-- Start EXTRACTED MATERIAL --

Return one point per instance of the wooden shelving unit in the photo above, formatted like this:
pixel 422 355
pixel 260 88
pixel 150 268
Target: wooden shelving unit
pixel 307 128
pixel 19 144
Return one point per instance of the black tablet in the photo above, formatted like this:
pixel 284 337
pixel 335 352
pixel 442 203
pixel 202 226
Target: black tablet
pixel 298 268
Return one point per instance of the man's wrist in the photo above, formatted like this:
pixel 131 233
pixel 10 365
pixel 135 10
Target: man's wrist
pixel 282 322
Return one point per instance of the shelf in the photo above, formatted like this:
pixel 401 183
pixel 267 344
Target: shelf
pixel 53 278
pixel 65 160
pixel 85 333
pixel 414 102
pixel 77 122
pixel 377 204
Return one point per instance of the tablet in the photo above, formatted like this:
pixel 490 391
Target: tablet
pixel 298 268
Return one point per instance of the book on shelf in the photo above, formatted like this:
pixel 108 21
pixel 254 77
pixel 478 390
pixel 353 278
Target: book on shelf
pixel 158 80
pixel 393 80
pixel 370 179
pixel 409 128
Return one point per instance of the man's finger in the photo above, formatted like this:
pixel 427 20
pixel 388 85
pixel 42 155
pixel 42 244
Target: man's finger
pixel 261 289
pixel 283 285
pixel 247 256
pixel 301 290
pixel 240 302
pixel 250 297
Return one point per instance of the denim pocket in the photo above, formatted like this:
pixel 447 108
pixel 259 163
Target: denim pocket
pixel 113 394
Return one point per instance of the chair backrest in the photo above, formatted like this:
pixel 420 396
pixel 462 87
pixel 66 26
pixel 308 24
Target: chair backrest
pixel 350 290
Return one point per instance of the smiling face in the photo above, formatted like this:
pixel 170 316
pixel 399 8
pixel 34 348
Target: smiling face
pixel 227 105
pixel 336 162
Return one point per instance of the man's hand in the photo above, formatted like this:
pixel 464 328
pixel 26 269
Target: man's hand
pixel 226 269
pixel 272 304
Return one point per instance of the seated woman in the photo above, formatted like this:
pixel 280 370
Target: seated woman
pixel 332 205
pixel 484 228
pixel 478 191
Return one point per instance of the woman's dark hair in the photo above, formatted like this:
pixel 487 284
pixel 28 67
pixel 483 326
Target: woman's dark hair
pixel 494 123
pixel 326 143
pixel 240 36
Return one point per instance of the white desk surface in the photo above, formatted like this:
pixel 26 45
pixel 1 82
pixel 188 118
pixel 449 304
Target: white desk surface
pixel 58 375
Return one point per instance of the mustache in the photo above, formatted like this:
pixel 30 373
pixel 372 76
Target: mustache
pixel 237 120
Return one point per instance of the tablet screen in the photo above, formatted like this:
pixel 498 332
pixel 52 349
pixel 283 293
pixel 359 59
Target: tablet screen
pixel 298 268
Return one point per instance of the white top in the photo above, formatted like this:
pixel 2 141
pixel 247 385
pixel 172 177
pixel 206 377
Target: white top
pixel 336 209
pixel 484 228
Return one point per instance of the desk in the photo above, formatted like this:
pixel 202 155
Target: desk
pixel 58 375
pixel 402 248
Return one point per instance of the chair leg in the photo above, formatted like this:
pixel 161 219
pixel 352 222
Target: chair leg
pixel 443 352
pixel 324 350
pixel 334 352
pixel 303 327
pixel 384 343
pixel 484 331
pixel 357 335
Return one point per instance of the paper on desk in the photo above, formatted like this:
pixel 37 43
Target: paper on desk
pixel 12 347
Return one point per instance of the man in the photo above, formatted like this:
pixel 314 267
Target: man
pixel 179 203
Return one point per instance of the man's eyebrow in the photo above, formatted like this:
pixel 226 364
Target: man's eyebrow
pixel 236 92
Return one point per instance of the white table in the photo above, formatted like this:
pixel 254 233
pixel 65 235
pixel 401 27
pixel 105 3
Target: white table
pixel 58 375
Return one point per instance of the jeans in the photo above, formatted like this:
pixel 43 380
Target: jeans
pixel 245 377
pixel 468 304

-- End EXTRACTED MATERIAL --

→ TASK TO COMPLETE
Write out all the records above again, swapping every "formatted like this" for "in this format" and leaving everything else the same.

→ OUTPUT FOR THIS EXERCISE
Return one point per instance of the wooden shelving unit in the photo above, in this format:
pixel 422 355
pixel 260 88
pixel 150 268
Target: wooden shelving unit
pixel 307 128
pixel 19 144
Return one point per instance of the black tablet in the photo above, in this format:
pixel 284 337
pixel 335 352
pixel 442 203
pixel 202 226
Target: black tablet
pixel 298 268
Return one point per instance of the man's wrist in the photo above, in this format:
pixel 131 233
pixel 10 365
pixel 135 10
Target: man's wrist
pixel 282 322
Return one point per instance of the shelf in the photo above, in this format:
pixel 401 183
pixel 267 344
Target: shelf
pixel 53 278
pixel 65 160
pixel 85 333
pixel 414 102
pixel 77 122
pixel 377 204
Return one point per instance of the tablet in the photo above, in this format:
pixel 490 391
Target: tablet
pixel 298 268
Return one point per instance of the book on shelf in the photo above, in this format:
pixel 108 21
pixel 254 77
pixel 478 390
pixel 353 278
Target: book on shelf
pixel 158 80
pixel 393 80
pixel 370 179
pixel 409 128
Return one point per instance of the man's finger in the photo above, in this format:
pixel 427 20
pixel 388 85
pixel 42 155
pixel 42 244
Target: man's finger
pixel 261 289
pixel 283 285
pixel 247 256
pixel 301 290
pixel 240 302
pixel 250 297
Return one point per instance of the denim pocket in the photo above, in this format:
pixel 447 108
pixel 259 163
Target: denim pocket
pixel 113 394
Return one point per instance of the chair backrest in the photo above, in this format:
pixel 420 396
pixel 462 87
pixel 66 26
pixel 308 24
Target: chair backrest
pixel 350 290
Return one point per instance of the smiling face in the photo above, in this format:
pixel 170 316
pixel 399 8
pixel 34 348
Target: smiling face
pixel 227 105
pixel 336 162
Return one point per instance of the man's hand in the photo above, in this format:
pixel 464 328
pixel 26 269
Target: man's hand
pixel 226 269
pixel 272 304
Return one point per instance of the seated woman in the photo above, in this format:
pixel 280 370
Target: seated woman
pixel 332 205
pixel 484 228
pixel 478 191
Return one point per instance of the woman's dark hair in the photo above, in this format:
pixel 487 284
pixel 28 67
pixel 483 326
Target: woman's dark hair
pixel 494 123
pixel 326 143
pixel 240 36
Return one point per instance of the white desk surface in the photo above, in this format:
pixel 26 45
pixel 1 82
pixel 188 118
pixel 449 304
Target: white desk surface
pixel 58 375
Return one point per instance of the mustache in the photo above, in this format:
pixel 30 373
pixel 372 76
Target: mustache
pixel 237 120
Return one point per instance of the tablet screen in the photo above, in this format:
pixel 498 332
pixel 52 349
pixel 283 293
pixel 359 59
Target: tablet screen
pixel 298 268
Return one point per instance of the white top in the photo above, in this format:
pixel 2 141
pixel 247 385
pixel 172 177
pixel 206 377
Target: white top
pixel 336 209
pixel 484 228
Return one point per instance of the desk in the photo above, in this format:
pixel 202 155
Target: desk
pixel 58 375
pixel 402 248
Return one point per instance of the chair leg in the photo above, in this format:
pixel 161 219
pixel 352 222
Target: chair leg
pixel 443 352
pixel 324 350
pixel 334 352
pixel 303 327
pixel 384 343
pixel 484 331
pixel 357 335
Return one point per instance of the paper on desk in the photo above, in this format:
pixel 37 43
Target: paper on desk
pixel 12 347
Return one point per instance of the man in the photo above, in this format:
pixel 314 267
Target: man
pixel 179 203
Return one point per instance of the man's eyebrow in the photo above, in this format:
pixel 226 364
Target: man's eyebrow
pixel 236 92
Return one point per instance of the white table in the photo above, in this format:
pixel 254 233
pixel 65 235
pixel 401 27
pixel 105 3
Target: white table
pixel 58 375
Return one point per instance of the jeans in the photo above, in this format:
pixel 43 380
Target: jeans
pixel 245 377
pixel 468 304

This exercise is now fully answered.